▸ YOUR TASK
The output should be every line below, retyped exactly, with no images.

─── SUPPLIED ENTRIES ───

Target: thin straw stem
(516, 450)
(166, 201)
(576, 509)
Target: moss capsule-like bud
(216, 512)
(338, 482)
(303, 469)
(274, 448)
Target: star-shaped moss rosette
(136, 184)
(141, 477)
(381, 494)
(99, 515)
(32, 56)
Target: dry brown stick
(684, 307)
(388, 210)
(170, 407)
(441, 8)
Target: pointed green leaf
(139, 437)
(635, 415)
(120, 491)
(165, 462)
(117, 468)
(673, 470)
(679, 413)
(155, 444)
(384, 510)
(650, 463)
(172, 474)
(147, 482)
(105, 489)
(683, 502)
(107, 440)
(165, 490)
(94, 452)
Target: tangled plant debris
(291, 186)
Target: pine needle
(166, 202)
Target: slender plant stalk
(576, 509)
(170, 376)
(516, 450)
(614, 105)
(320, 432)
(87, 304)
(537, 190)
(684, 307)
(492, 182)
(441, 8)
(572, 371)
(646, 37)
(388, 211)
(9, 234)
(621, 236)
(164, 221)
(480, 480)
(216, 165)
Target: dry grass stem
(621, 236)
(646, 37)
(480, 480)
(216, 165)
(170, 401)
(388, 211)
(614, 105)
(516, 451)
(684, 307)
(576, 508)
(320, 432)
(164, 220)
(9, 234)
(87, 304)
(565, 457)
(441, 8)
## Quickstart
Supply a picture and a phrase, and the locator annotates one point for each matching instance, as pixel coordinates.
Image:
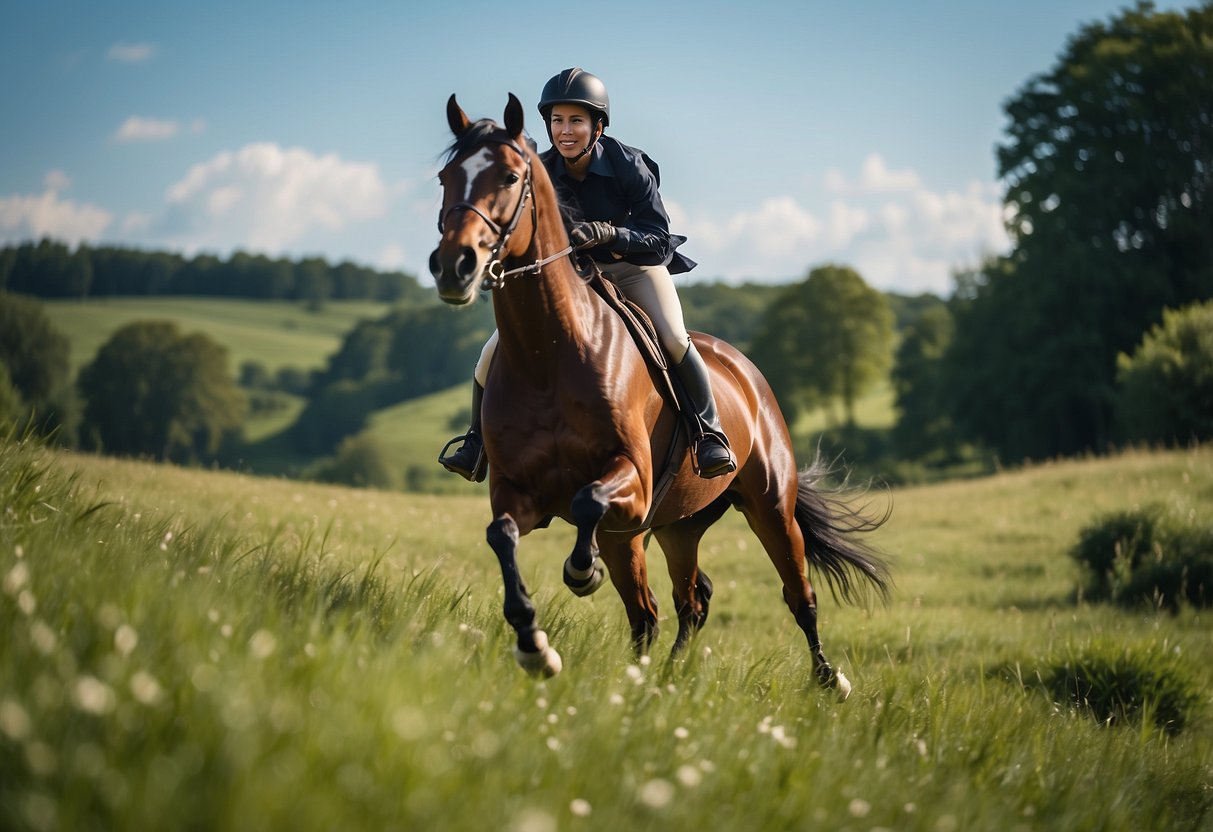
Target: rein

───

▸ ANSWER SECTION
Target: thin straw stem
(516, 450)
(166, 201)
(576, 509)
Target: moss capsule-like bud
(216, 512)
(338, 482)
(303, 469)
(274, 448)
Target: star-shaped moss rosette
(136, 184)
(141, 477)
(381, 494)
(99, 515)
(32, 56)
Target: dry brown stick
(684, 307)
(388, 210)
(170, 407)
(441, 8)
Target: pointed green leaf
(139, 437)
(635, 415)
(120, 491)
(165, 462)
(117, 468)
(673, 470)
(679, 413)
(155, 444)
(384, 510)
(650, 463)
(172, 474)
(147, 482)
(105, 489)
(683, 502)
(107, 440)
(165, 490)
(94, 452)
Target: tangled plant debris
(291, 186)
Target: pine needle
(166, 202)
Target: slender plant stalk
(576, 509)
(170, 376)
(516, 450)
(614, 105)
(320, 432)
(87, 304)
(537, 190)
(684, 307)
(492, 182)
(441, 8)
(572, 371)
(646, 37)
(388, 211)
(9, 234)
(621, 236)
(164, 221)
(480, 480)
(216, 165)
Target: dry grass stem
(621, 236)
(646, 37)
(480, 480)
(216, 165)
(170, 401)
(388, 211)
(614, 105)
(516, 451)
(684, 307)
(576, 508)
(320, 432)
(164, 220)
(9, 234)
(87, 304)
(565, 457)
(441, 8)
## Quickstart
Supply a picture and a phrase, and the locator annotates one point for each matching instance, as pixel coordinates.
Image:
Target: rein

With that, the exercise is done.